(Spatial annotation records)
---

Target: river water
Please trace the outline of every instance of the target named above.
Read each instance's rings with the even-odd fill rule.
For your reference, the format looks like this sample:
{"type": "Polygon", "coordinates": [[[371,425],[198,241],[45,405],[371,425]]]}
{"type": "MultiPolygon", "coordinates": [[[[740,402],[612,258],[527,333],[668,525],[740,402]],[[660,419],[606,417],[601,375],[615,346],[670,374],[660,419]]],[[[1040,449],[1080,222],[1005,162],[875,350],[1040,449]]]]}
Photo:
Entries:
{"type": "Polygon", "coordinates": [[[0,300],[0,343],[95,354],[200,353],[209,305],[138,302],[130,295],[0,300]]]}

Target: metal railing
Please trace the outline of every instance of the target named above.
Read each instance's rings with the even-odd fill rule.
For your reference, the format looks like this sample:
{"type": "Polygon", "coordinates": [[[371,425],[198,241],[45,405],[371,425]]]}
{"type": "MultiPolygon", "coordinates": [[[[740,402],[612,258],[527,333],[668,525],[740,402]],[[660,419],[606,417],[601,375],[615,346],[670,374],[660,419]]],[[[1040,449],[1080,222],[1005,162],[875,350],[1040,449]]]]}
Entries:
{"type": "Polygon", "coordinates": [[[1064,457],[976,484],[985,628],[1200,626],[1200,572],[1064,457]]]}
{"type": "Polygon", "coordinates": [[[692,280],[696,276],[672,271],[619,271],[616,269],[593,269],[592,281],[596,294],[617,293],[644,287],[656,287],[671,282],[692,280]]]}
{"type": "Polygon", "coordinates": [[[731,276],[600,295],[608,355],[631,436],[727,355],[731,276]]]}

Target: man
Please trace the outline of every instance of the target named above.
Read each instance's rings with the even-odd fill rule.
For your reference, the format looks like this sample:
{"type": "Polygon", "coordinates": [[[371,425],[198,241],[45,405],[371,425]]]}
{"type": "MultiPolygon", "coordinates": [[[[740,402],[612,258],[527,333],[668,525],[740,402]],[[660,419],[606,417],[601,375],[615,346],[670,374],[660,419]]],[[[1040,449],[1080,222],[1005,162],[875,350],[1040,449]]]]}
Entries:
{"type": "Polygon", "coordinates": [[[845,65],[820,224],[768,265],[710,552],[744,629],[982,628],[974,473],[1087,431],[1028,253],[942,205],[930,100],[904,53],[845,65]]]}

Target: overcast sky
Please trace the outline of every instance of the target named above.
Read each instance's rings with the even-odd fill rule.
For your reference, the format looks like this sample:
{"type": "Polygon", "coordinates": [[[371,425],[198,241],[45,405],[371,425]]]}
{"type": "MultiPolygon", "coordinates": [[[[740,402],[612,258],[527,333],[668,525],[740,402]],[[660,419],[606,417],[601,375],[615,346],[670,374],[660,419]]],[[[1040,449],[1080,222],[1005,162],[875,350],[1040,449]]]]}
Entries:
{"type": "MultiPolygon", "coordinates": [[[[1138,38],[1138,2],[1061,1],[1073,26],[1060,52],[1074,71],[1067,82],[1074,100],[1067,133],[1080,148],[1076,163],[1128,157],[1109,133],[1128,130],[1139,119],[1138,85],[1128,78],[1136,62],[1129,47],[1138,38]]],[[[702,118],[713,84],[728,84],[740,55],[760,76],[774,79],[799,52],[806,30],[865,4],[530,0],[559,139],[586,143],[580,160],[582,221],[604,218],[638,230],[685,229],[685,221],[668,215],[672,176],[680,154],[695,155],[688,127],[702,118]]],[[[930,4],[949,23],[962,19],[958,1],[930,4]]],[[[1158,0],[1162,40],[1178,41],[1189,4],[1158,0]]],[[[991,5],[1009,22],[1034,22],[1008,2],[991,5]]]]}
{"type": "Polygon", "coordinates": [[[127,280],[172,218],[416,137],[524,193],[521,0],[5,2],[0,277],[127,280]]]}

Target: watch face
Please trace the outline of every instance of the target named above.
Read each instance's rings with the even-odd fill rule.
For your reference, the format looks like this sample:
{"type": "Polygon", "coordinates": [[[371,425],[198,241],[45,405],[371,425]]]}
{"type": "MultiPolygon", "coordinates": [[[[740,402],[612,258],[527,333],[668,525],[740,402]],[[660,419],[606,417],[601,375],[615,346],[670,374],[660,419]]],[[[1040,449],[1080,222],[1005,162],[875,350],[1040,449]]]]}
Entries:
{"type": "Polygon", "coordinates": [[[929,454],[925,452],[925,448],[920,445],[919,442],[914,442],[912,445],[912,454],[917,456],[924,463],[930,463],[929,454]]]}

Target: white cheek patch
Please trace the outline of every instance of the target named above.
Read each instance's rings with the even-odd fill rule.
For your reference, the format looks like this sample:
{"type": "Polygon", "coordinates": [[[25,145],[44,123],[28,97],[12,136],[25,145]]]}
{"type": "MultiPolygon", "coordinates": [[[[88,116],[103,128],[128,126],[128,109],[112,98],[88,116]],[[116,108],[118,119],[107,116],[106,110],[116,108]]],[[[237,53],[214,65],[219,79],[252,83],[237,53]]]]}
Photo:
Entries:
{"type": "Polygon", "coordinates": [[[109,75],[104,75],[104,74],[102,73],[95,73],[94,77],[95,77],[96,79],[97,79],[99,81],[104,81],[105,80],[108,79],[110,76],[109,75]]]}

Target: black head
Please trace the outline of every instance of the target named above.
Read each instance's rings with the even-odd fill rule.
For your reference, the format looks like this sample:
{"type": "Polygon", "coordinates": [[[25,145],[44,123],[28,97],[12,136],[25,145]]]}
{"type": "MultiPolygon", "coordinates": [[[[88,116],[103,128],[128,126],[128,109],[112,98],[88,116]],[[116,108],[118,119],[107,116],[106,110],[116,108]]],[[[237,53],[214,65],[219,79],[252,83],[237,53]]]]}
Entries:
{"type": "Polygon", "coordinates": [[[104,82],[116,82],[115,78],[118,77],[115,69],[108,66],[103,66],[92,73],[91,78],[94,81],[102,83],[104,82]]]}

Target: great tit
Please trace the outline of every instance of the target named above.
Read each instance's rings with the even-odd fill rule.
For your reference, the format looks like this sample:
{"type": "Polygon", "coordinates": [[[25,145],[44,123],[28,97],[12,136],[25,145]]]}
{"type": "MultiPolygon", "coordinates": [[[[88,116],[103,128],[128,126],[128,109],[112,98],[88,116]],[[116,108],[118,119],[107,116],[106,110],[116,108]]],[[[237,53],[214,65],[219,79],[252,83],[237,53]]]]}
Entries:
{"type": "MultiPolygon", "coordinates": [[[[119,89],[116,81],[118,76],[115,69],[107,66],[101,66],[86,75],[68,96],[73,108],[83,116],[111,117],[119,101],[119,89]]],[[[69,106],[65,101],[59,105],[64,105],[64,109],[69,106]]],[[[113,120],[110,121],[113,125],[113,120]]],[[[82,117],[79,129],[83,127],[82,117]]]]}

---

■ WHAT IS BEING ASKED:
Please copy out all of the records above line for line, without changing anything.

■ TASK ANSWER:
Target: river water
Please trace the outline of every instance of the target named above.
Read each instance's rings with the even-odd fill rule.
For your reference, the format looks like this sample:
{"type": "Polygon", "coordinates": [[[371,425],[198,241],[45,405],[371,425]]]}
{"type": "MultiPolygon", "coordinates": [[[[740,402],[612,258],[527,333],[668,525],[740,402]],[[660,419],[606,417],[601,375],[615,346],[670,374],[660,419]]],[[[1040,449],[1080,222],[1005,162],[875,350],[1040,449]]]]}
Photo:
Entries:
{"type": "Polygon", "coordinates": [[[0,300],[0,343],[95,354],[200,353],[209,305],[138,302],[130,295],[0,300]]]}

Target: metal railing
Please trace the outline of every instance of the target named above.
Read each instance's rings with the even-odd fill rule.
For your reference, the format looks like this sample:
{"type": "Polygon", "coordinates": [[[371,425],[198,241],[45,405],[371,425]]]}
{"type": "MultiPolygon", "coordinates": [[[[740,402],[612,258],[527,333],[668,525],[740,402]],[[660,419],[606,417],[601,375],[615,346],[670,374],[660,419]]],[[[1040,449],[1080,222],[1005,162],[875,350],[1040,449]]]]}
Entries:
{"type": "Polygon", "coordinates": [[[1064,457],[976,484],[985,628],[1200,626],[1200,572],[1064,457]]]}
{"type": "Polygon", "coordinates": [[[692,280],[696,276],[672,271],[619,271],[616,269],[593,269],[592,281],[596,294],[617,293],[644,287],[656,287],[671,282],[692,280]]]}
{"type": "Polygon", "coordinates": [[[731,276],[600,295],[608,355],[631,436],[727,355],[731,276]]]}

Target: man
Please trace the outline of every instance of the target named above.
Read each instance's rings with the even-odd fill rule.
For your reference, the format looks like this sample:
{"type": "Polygon", "coordinates": [[[371,425],[198,241],[45,405],[371,425]]]}
{"type": "MultiPolygon", "coordinates": [[[[740,402],[612,258],[527,333],[668,525],[740,402]],[[660,419],[606,417],[601,375],[615,346],[670,374],[660,419]]],[[[1040,449],[1080,222],[1005,162],[875,350],[1040,449]]]]}
Entries:
{"type": "Polygon", "coordinates": [[[845,65],[820,224],[768,265],[710,552],[744,629],[982,628],[974,473],[1087,431],[1028,253],[942,205],[930,100],[904,53],[845,65]]]}

Target: overcast sky
Please trace the outline of every instance of the target named above.
Read each instance's rings with the even-odd fill rule.
For your reference, the format looks like this sample:
{"type": "Polygon", "coordinates": [[[371,425],[198,241],[45,405],[371,425]]]}
{"type": "MultiPolygon", "coordinates": [[[[740,402],[612,258],[527,333],[668,525],[740,402]],[[660,419],[606,417],[601,375],[615,346],[670,374],[660,419]]],[[[1040,449],[1080,222],[1005,162],[875,350],[1040,449]]]]}
Entries:
{"type": "MultiPolygon", "coordinates": [[[[1138,38],[1138,2],[1061,1],[1073,26],[1060,52],[1074,71],[1067,82],[1074,100],[1067,133],[1080,148],[1076,163],[1128,157],[1109,133],[1128,130],[1139,119],[1138,85],[1128,78],[1136,62],[1129,47],[1138,38]]],[[[702,118],[713,84],[728,84],[740,55],[760,76],[774,79],[799,52],[806,30],[865,4],[530,0],[559,139],[586,143],[580,160],[582,221],[604,218],[638,230],[685,229],[685,221],[668,215],[672,176],[680,154],[695,155],[688,127],[702,118]]],[[[930,4],[949,23],[962,19],[958,1],[930,4]]],[[[1158,0],[1162,40],[1178,41],[1189,4],[1158,0]]],[[[991,5],[1009,22],[1034,22],[1008,2],[991,5]]]]}
{"type": "Polygon", "coordinates": [[[127,280],[172,218],[416,137],[524,193],[521,0],[5,2],[0,277],[127,280]]]}

Target: watch face
Please trace the outline of every instance of the target named above.
Read each instance's rings with the even-odd fill rule.
For your reference, the format looks like this sample:
{"type": "Polygon", "coordinates": [[[371,425],[198,241],[45,405],[371,425]]]}
{"type": "MultiPolygon", "coordinates": [[[[740,402],[612,258],[527,333],[668,525],[740,402]],[[660,419],[606,417],[601,375],[615,346],[670,374],[660,419]]],[[[1040,449],[1080,222],[1005,162],[875,350],[1040,449]]]]}
Entries:
{"type": "Polygon", "coordinates": [[[929,454],[925,452],[925,448],[920,445],[919,442],[914,442],[912,445],[912,454],[917,456],[924,463],[930,463],[929,454]]]}

Target: white cheek patch
Please trace the outline of every instance of the target named above.
Read each instance's rings with the even-odd fill rule.
For your reference, the format looks like this sample:
{"type": "Polygon", "coordinates": [[[25,145],[44,123],[28,97],[12,136],[25,145]]]}
{"type": "MultiPolygon", "coordinates": [[[[88,116],[103,128],[128,126],[128,109],[112,98],[88,116]],[[116,108],[118,119],[107,116],[106,110],[116,108]]],[[[237,53],[214,65],[219,79],[252,83],[237,53]]]]}
Photo:
Entries:
{"type": "Polygon", "coordinates": [[[109,75],[104,75],[104,74],[102,73],[95,73],[94,77],[95,77],[96,79],[97,79],[99,81],[104,81],[105,80],[108,79],[110,76],[109,75]]]}

Target: black head
Please trace the outline of every instance of the target named above.
Read each instance's rings with the even-odd fill rule.
For your reference, the format looks like this sample:
{"type": "Polygon", "coordinates": [[[25,145],[44,123],[28,97],[12,136],[25,145]]]}
{"type": "MultiPolygon", "coordinates": [[[[88,116],[103,128],[128,126],[128,109],[112,98],[88,116]],[[116,108],[118,119],[107,116],[106,110],[116,108]]],[[[237,53],[214,65],[219,79],[252,83],[237,53]]]]}
Entries:
{"type": "Polygon", "coordinates": [[[104,82],[116,82],[115,78],[118,77],[115,69],[108,66],[103,66],[92,73],[91,78],[94,81],[102,83],[104,82]]]}

Target: great tit
Please trace the outline of every instance of the target named above.
Read each instance's rings with the even-odd fill rule.
For your reference, the format looks like this sample:
{"type": "Polygon", "coordinates": [[[25,145],[44,123],[28,97],[12,136],[25,145]]]}
{"type": "MultiPolygon", "coordinates": [[[[88,116],[103,128],[128,126],[128,109],[112,98],[88,116]],[[116,108],[118,119],[107,116],[106,110],[116,108]]],[[[237,53],[214,65],[219,79],[252,83],[237,53]]]]}
Entries:
{"type": "MultiPolygon", "coordinates": [[[[119,89],[116,81],[118,76],[115,69],[107,66],[101,66],[86,75],[68,96],[73,108],[83,116],[111,117],[119,101],[119,89]]],[[[69,106],[65,101],[59,105],[64,105],[64,109],[69,106]]],[[[113,120],[110,121],[113,125],[113,120]]],[[[82,117],[79,129],[83,127],[82,117]]]]}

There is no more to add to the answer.